__CE QUE VOUS FEREZ__.
a) Répondez aux questions suivantes à l'aide de la page.
(i) Combien de boîtes d'anxiolytiques le pays consomme-t-il par an ?
(ii) Quelle part des actifs est concernée par le burn-out ?
(iii) À quelle condition est-il possible de reprendre sa santé en mains ?
b) Indiquez si chaque affirmation concorde avec la page, en répondant par oui ou non et en citant les mots qui le montrent.
(i) La page présente la méditation comme un remède alternatif au stress.
(ii) Selon la page, 20 % des actifs sont concernés par le burn-out.
(iii) La page explore la pleine conscience dans les écoles.

__PAGE__.
◆ ◆ ◆ ◆ ◆ ◆ ◆
Dans un pays qui consomme 80 millions de boîtes d’anxiolytiques par an, dont 12 % des actifs sont concernés par le burn-out, j’explore la méditation, la pleine conscience dans les entreprises comme un remède alternatif au stress. Je vois combien il est possible de reprendre sa santé en mains dès lors qu’on se réapproprie la souveraineté de son esprit. Car la clé est là ! Attend-on encore des gouvernements, des chefs et du pouvoir en général qu’ils nous apportent les réponses intimes aux questions qui concernent notre bien-être, notre évolution et le sens de notre vie ? Croyons-nous encore aux beaux discours ? Sommes-nous prêts à laisser faire ? Ou sommes-nous prêts à reprendre notre pouvoir en mains ? Ce pouvoir qui n’aurait jamais dû nous échapper.
◆ ◆ ◆ ◆ ◆ ◆ ◆
__EXTRAITS DES LIGNES__.

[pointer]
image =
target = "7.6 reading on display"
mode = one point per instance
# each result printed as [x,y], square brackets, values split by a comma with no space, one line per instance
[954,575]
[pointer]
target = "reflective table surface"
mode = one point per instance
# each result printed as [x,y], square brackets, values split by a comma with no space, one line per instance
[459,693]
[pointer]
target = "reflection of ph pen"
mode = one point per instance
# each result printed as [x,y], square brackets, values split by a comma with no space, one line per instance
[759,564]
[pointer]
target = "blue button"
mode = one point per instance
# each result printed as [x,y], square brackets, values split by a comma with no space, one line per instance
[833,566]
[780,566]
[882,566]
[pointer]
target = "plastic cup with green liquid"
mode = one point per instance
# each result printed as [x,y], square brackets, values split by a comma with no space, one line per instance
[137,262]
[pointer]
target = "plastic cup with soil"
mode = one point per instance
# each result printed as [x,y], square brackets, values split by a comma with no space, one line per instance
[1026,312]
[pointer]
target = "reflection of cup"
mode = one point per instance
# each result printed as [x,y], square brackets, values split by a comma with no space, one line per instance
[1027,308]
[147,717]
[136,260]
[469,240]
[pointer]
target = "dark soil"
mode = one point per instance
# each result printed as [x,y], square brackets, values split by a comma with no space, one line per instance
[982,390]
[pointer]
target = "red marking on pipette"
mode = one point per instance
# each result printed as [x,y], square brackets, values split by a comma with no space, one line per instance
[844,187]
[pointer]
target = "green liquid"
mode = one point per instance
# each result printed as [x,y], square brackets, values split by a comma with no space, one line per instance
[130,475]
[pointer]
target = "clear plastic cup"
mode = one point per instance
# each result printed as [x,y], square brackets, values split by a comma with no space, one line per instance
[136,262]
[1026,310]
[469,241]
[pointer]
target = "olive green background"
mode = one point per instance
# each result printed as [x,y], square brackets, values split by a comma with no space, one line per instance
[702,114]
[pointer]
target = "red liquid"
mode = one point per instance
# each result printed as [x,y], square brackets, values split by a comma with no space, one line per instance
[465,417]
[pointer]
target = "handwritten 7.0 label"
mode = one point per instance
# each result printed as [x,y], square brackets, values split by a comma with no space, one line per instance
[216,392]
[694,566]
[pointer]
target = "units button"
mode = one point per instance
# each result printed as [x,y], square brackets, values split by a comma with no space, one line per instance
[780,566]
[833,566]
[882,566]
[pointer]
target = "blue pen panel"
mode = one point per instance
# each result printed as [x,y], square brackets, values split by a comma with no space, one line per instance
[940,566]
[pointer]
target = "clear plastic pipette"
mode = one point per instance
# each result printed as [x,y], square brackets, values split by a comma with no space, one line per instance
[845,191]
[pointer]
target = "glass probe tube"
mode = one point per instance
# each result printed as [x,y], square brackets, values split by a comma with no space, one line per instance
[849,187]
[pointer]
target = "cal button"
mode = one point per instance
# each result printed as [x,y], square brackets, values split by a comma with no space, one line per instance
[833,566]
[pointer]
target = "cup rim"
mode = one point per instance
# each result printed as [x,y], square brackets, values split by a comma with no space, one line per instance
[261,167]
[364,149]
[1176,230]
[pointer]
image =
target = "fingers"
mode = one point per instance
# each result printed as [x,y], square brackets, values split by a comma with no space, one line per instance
◆ ◆ ◆ ◆ ◆ ◆ ◆
__RÉPONSES FOURNIES__.
a)
(i) 80 millions de boîtes.
(ii) 12 % des actifs.
(iii) Dès lors qu'on se réapproprie la souveraineté de son esprit.

b)
(i) Oui : « comme un remède alternatif au stress ».
(ii) Non : « dont 12 % des actifs sont concernés par le burn-out ».
(iii) Non : « la pleine conscience dans les entreprises ».